Task brief: Display every line of the entries below that contains the word "window", reproducing each such line in full. Case counts.

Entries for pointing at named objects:
** Begin **

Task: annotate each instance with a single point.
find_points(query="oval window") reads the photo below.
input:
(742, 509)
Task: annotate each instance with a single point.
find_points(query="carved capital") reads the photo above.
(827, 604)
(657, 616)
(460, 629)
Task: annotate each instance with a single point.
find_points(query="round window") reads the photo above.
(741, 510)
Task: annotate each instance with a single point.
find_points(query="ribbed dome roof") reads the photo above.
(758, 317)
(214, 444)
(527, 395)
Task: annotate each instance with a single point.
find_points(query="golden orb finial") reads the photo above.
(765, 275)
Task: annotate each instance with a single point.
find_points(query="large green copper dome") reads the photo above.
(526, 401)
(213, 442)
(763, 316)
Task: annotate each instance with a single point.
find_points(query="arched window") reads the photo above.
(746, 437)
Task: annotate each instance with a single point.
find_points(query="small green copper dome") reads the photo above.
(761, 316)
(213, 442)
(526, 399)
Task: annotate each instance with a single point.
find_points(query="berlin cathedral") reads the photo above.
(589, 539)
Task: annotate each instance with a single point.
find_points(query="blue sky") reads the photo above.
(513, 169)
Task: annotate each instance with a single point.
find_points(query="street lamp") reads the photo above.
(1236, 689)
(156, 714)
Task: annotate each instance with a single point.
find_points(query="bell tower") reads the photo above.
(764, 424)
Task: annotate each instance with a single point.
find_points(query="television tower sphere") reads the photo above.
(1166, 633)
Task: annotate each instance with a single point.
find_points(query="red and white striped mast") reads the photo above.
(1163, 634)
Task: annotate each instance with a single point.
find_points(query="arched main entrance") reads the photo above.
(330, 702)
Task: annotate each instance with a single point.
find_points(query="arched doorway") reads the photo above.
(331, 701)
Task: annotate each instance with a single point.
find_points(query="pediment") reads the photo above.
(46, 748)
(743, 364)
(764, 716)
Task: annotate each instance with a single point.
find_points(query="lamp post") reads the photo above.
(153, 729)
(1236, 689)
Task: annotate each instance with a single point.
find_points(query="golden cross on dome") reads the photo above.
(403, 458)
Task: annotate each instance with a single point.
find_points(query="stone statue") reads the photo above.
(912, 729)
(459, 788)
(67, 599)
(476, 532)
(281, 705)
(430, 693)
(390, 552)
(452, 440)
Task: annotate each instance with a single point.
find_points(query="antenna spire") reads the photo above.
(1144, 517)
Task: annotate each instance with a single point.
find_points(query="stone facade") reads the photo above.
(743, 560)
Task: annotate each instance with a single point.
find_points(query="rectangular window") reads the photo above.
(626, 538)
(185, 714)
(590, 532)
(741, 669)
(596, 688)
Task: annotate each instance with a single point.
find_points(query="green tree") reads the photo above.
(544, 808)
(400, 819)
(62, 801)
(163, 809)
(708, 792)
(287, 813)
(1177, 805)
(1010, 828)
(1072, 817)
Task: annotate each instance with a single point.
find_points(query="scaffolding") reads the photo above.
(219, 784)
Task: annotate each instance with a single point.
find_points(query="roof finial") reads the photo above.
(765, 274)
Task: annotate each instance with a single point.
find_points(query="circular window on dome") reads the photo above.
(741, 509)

** End **

Exercise result:
find_points(query="oval window") reads the photo below.
find_points(query="round window") reads the photo above.
find_points(query="arched window") reads the photo above.
find_points(query="rectangular window") reads the photo above.
find_points(query="circular window on dome") reads the photo above.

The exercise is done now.